■ WORK TO BE COMPLETED:
From the records below, copy each line in which the string "after" occurs.
_ _ _ _ _ _ _
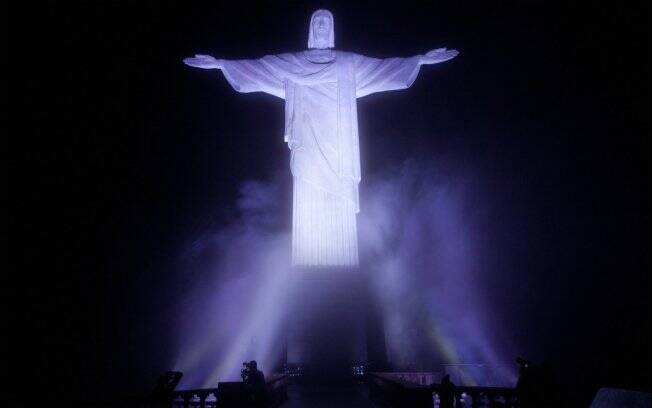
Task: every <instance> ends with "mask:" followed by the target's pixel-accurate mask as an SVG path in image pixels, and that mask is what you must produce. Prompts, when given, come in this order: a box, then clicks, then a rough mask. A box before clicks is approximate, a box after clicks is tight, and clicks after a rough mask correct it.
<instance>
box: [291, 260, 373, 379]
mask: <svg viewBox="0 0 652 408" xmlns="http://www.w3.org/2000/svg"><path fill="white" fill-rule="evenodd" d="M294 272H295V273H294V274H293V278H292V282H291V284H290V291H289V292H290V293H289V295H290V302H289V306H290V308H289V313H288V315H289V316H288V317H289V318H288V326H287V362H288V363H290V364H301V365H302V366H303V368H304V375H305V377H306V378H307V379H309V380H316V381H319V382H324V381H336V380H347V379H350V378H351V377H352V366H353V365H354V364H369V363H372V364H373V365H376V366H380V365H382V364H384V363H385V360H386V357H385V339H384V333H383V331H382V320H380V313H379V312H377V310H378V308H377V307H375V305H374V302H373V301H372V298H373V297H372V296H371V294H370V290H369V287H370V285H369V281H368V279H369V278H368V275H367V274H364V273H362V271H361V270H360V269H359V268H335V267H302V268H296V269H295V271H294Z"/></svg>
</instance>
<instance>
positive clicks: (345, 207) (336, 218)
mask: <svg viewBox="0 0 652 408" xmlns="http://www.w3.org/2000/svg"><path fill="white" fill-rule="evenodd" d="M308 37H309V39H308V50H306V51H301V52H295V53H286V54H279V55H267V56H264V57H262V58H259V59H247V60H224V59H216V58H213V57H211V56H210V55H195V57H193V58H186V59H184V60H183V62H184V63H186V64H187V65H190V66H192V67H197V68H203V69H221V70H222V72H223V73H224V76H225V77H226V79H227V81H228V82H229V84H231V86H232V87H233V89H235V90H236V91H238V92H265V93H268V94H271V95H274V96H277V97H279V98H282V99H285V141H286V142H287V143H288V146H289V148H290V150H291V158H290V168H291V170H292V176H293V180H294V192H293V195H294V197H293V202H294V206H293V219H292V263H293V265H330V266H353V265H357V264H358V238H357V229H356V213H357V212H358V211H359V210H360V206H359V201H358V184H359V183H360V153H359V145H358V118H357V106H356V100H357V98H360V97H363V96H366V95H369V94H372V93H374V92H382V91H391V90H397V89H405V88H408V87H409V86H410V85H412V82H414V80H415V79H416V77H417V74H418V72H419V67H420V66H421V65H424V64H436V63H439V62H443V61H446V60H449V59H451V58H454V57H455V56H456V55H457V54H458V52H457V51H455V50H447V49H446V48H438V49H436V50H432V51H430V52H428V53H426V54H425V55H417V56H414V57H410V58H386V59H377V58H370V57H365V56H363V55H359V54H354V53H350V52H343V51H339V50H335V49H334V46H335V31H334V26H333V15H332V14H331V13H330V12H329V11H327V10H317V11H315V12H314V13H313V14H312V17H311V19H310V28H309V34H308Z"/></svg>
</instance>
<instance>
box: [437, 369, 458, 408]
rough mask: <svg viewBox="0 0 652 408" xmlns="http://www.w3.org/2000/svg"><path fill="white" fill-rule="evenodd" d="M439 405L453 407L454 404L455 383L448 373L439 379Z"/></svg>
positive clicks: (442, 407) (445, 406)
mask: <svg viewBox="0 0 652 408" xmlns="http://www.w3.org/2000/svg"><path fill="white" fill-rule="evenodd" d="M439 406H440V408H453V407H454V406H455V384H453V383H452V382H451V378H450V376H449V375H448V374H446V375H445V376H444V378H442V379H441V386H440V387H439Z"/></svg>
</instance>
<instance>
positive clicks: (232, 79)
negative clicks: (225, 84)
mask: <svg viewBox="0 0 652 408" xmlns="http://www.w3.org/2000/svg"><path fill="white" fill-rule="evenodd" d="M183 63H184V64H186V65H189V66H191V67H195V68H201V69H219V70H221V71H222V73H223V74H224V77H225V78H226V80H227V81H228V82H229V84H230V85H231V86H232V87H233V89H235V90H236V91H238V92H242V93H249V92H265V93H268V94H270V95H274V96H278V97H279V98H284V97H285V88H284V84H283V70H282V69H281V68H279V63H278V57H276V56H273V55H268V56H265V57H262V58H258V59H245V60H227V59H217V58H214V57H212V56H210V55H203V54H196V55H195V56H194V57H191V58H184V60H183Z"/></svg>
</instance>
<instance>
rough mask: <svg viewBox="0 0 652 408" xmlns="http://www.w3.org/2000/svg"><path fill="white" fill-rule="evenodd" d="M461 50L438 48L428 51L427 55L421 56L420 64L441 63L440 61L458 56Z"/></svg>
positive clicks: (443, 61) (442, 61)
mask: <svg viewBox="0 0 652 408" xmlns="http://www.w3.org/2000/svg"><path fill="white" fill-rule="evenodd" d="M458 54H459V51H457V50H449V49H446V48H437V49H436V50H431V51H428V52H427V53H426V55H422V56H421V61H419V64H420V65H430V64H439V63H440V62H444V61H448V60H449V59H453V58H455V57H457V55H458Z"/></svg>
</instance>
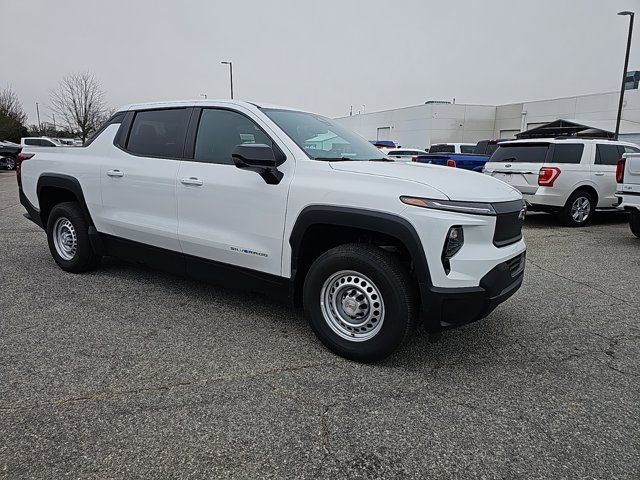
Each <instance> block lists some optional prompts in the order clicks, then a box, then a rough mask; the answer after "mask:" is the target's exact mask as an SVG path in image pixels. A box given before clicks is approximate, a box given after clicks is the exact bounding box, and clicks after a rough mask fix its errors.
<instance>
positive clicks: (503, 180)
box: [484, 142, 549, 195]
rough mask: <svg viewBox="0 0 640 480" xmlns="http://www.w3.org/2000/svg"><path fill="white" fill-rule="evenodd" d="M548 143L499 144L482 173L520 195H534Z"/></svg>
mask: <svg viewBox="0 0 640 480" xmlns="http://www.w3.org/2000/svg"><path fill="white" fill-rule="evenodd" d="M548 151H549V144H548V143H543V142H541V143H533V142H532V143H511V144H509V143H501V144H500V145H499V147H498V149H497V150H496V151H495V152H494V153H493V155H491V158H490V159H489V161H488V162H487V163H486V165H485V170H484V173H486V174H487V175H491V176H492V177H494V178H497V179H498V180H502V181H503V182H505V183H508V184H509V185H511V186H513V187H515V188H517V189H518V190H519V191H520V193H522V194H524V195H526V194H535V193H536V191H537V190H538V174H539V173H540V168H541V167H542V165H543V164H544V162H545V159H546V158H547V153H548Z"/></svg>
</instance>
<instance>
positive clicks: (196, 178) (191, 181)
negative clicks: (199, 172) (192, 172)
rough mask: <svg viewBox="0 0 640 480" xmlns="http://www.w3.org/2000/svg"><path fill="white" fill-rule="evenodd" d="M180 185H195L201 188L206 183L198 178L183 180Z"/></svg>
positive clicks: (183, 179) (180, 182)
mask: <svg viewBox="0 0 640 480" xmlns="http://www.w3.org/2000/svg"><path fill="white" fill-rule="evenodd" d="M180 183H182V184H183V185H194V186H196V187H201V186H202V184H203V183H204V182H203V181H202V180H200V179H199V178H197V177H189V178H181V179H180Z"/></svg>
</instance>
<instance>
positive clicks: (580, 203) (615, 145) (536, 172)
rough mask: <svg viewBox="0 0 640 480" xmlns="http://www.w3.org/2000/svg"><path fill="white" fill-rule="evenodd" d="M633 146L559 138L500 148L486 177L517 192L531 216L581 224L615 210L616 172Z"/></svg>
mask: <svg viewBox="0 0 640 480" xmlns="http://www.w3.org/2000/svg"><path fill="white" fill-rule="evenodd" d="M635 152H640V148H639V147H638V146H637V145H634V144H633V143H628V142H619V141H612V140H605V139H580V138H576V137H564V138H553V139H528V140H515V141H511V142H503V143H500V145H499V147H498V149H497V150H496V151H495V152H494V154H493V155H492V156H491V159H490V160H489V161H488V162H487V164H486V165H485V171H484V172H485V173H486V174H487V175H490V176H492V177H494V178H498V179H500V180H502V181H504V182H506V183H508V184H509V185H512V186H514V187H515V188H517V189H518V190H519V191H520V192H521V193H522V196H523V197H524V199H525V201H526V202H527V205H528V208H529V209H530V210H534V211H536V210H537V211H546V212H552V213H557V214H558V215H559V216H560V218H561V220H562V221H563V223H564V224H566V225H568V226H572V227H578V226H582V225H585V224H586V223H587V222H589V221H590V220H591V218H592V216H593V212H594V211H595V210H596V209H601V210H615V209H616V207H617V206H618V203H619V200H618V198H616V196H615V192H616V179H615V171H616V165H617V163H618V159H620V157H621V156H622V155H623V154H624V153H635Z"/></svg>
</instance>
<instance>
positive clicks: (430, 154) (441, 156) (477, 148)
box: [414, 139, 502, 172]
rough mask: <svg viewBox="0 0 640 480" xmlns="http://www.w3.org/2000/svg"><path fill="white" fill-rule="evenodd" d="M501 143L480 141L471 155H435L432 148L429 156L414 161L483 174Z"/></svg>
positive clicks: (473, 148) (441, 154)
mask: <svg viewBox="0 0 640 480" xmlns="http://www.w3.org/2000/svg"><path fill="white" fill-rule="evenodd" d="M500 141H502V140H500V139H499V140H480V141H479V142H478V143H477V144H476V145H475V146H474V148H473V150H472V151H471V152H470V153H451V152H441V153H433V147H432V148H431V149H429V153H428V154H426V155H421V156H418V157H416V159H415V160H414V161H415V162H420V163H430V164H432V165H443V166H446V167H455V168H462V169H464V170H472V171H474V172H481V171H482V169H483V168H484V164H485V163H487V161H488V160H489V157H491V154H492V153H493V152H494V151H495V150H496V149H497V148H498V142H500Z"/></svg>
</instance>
_ _ _ _ _ _ _
■ RESULT OF THE EXERCISE:
Task: every <instance> ends with "mask:" followed by the target's pixel-accurate mask as an SVG path in image pixels, and that mask is what you must produce. Prompts, when given, come in this order: a box, then clicks, then a rough mask. A box before clicks is approximate, a box after clicks is tight, and clicks after a rough mask correct it.
Each <instance> block lists some optional prompts in the order clicks, then a box, then a rough mask; the answer after "mask:" is the target's exact mask as an SVG path in image pixels. A box given before clicks is approximate, a box given after clicks is the exact bounding box, and clicks after a rough mask fix its errors.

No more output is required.